--- Exercise ---
Using the entries below, return word for word the lines from the one containing "Instruction: identify the wooden table surface" up to and including the last.

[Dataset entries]

^^^^^^^^^^^^^^^^

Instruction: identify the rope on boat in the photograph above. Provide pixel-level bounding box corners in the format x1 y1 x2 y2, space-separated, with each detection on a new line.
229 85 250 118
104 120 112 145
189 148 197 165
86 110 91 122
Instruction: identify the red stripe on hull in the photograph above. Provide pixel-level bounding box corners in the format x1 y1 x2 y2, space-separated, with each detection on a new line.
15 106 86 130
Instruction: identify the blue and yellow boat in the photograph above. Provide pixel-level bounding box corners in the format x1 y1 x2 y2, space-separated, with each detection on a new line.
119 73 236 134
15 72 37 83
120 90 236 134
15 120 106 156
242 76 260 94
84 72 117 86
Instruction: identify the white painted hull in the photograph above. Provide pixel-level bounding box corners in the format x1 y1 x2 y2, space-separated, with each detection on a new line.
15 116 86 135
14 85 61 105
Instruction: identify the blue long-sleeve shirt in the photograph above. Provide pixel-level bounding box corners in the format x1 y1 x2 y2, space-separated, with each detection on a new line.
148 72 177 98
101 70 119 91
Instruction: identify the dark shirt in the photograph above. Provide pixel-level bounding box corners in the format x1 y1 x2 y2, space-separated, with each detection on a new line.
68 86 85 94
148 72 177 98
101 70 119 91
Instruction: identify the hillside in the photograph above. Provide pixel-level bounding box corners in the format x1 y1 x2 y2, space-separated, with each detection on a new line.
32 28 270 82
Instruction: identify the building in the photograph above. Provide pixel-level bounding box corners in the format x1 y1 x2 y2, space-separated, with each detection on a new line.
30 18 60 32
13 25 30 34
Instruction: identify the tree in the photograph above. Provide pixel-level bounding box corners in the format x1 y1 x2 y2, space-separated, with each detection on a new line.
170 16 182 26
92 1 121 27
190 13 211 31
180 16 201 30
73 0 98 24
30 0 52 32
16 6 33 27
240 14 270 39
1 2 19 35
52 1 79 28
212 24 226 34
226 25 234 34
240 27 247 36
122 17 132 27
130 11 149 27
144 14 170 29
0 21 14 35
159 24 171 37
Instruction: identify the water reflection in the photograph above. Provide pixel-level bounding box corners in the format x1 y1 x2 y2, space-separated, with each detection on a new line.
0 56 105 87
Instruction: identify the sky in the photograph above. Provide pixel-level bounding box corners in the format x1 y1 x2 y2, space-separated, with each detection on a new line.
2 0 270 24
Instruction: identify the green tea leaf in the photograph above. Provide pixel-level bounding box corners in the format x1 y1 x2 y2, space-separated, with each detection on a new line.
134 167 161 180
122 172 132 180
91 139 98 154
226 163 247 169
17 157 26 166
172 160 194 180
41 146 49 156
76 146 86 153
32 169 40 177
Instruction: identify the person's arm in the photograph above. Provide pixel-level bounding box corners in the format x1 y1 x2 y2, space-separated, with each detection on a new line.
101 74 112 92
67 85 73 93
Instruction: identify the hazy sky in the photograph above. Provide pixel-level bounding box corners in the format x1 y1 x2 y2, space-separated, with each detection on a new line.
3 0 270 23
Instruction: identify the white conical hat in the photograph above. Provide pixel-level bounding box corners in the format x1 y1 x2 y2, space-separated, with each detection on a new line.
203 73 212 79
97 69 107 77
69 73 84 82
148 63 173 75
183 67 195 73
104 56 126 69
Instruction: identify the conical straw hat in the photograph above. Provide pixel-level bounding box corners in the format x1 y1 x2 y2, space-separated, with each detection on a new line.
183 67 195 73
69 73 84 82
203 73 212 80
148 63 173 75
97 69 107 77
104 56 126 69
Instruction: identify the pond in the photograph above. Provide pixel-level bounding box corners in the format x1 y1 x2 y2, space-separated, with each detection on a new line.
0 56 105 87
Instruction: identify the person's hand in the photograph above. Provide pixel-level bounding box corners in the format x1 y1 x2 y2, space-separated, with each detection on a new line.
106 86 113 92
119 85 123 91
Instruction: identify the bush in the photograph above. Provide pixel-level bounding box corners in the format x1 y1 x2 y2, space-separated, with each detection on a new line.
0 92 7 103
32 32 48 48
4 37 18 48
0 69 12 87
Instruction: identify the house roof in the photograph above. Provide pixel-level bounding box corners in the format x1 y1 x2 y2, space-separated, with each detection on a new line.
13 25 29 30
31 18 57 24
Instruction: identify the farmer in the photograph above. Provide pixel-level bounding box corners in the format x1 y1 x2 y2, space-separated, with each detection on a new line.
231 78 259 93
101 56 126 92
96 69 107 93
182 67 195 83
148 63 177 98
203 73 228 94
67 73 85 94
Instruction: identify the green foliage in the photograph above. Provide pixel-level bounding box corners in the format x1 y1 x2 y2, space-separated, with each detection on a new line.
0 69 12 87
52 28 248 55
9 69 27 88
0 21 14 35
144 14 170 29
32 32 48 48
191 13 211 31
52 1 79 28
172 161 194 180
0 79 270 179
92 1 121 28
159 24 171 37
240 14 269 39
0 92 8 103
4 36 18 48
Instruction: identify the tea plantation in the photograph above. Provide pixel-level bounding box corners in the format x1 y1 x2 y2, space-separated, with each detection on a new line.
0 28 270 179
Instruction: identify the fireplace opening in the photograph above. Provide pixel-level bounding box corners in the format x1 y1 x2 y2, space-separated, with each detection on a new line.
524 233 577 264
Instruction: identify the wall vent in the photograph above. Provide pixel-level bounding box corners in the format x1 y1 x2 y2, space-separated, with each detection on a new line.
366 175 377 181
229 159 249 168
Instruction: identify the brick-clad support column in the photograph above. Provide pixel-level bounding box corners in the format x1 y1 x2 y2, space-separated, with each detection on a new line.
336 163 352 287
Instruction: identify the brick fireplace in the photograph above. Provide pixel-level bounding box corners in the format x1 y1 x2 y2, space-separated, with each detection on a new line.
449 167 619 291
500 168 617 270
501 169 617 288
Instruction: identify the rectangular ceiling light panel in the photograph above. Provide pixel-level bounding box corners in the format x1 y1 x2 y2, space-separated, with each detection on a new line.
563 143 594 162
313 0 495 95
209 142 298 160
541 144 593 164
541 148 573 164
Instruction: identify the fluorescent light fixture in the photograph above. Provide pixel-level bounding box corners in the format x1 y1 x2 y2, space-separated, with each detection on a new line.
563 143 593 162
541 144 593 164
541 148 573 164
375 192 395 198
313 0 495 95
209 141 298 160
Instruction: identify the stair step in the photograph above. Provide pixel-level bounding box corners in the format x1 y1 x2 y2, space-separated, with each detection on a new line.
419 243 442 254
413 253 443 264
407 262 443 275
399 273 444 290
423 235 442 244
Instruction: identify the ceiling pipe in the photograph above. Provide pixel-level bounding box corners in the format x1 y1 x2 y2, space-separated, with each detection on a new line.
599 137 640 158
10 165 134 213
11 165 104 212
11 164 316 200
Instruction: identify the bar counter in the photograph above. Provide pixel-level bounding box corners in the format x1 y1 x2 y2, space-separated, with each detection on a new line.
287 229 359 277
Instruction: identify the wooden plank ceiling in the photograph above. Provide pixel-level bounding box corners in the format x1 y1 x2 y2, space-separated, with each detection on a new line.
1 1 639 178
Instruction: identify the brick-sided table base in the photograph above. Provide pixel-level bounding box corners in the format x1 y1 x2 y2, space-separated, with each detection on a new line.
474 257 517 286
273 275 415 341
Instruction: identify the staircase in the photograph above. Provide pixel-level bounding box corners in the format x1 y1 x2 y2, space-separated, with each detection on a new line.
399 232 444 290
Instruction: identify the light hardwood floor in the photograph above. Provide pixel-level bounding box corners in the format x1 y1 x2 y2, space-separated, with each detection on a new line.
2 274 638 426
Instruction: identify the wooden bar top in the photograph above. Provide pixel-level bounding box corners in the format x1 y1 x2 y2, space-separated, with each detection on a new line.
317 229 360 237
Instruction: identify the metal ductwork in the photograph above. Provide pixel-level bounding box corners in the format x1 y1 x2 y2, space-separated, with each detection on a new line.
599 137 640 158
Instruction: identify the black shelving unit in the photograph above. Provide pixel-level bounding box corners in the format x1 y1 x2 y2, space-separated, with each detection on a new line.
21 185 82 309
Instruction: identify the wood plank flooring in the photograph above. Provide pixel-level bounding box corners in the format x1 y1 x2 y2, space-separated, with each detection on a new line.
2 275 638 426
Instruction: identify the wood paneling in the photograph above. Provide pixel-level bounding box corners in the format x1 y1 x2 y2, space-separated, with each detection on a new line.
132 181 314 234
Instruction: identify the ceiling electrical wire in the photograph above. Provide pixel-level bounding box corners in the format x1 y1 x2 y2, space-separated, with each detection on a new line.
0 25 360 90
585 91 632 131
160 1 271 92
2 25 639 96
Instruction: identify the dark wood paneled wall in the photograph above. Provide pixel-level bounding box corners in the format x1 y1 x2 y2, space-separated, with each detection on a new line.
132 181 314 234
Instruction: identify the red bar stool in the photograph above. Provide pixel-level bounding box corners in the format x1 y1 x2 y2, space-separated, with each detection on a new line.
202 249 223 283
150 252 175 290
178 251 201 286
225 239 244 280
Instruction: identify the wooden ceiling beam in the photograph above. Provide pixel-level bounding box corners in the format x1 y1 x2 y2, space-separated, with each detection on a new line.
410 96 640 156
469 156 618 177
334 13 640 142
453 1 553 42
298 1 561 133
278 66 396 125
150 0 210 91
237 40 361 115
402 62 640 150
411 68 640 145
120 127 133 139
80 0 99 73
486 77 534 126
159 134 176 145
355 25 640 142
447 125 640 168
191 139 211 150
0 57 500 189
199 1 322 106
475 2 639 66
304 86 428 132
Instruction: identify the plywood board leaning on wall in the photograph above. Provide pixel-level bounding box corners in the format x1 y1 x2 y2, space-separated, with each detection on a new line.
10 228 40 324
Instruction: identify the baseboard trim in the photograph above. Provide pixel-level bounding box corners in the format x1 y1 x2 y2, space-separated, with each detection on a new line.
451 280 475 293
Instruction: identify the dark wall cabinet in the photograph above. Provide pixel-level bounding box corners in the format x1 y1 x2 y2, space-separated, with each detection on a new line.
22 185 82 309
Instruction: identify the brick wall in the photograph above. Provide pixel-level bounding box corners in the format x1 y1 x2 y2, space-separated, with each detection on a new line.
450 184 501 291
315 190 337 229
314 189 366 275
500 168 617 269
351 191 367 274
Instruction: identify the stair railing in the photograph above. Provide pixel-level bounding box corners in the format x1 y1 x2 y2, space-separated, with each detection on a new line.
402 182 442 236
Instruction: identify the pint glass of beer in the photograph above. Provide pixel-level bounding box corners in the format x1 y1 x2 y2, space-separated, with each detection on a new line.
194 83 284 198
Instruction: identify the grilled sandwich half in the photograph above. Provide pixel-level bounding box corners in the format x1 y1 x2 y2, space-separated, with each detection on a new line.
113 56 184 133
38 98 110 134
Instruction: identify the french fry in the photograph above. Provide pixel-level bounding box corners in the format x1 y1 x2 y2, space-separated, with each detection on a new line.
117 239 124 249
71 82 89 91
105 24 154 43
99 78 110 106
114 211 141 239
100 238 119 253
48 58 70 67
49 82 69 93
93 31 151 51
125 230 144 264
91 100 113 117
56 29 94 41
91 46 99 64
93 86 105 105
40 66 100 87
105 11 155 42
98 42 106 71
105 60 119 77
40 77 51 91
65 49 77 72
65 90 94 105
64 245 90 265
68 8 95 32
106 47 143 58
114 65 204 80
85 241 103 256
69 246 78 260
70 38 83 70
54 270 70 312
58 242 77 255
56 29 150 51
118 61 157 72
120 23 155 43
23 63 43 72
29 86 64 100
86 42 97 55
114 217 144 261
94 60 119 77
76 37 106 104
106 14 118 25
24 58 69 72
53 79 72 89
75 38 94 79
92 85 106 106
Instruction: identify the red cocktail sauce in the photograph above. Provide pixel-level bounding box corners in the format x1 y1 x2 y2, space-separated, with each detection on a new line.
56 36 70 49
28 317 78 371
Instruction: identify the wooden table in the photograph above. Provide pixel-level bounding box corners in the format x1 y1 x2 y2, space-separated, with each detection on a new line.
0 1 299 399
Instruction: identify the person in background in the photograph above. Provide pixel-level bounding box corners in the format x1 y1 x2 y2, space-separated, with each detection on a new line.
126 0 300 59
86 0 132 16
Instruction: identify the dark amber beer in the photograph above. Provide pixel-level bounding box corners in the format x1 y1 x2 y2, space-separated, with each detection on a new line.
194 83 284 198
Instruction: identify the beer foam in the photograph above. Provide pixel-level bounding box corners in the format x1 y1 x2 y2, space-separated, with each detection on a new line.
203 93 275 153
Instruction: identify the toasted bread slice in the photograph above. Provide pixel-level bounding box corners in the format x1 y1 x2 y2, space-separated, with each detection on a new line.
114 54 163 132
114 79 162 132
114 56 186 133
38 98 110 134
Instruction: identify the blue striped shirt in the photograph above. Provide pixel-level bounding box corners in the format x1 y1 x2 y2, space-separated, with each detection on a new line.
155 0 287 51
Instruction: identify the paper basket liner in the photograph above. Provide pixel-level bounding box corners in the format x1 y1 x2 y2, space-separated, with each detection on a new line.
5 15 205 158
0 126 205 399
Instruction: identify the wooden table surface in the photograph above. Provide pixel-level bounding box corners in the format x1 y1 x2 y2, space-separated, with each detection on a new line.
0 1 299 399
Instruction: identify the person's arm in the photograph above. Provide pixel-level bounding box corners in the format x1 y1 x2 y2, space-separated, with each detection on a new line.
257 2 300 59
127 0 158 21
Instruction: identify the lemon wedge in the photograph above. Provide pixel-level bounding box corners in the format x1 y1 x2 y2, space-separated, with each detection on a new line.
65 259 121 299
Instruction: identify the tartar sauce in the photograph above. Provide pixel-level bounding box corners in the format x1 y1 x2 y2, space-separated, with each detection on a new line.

^^^^^^^^^^^^^^^^

--- Worked solution ---
Instruction: identify the wooden table surface in the photograph above. Provide pixel-level bounding box corners in the format x1 y1 x2 y2, space-separated, with each detection on a new line.
0 1 299 399
Instruction: identify the person's arm in the photograph above. Provide pixel-level bounding box corners in the format x1 y1 x2 y2, space-separated, with each detection on a new line.
257 2 300 59
127 0 158 21
Instruction: identify the lemon wedge in the photograph above. Provide pixel-level bounding box corners in the format x1 y1 x2 y2, space-separated, with each detection on a new line.
65 259 121 299
Instruction: identify the tartar sauce in the photograph above. Provide pixel-level bounding box corners in the format x1 y1 x2 y2, space-separated, with each detection on a new line.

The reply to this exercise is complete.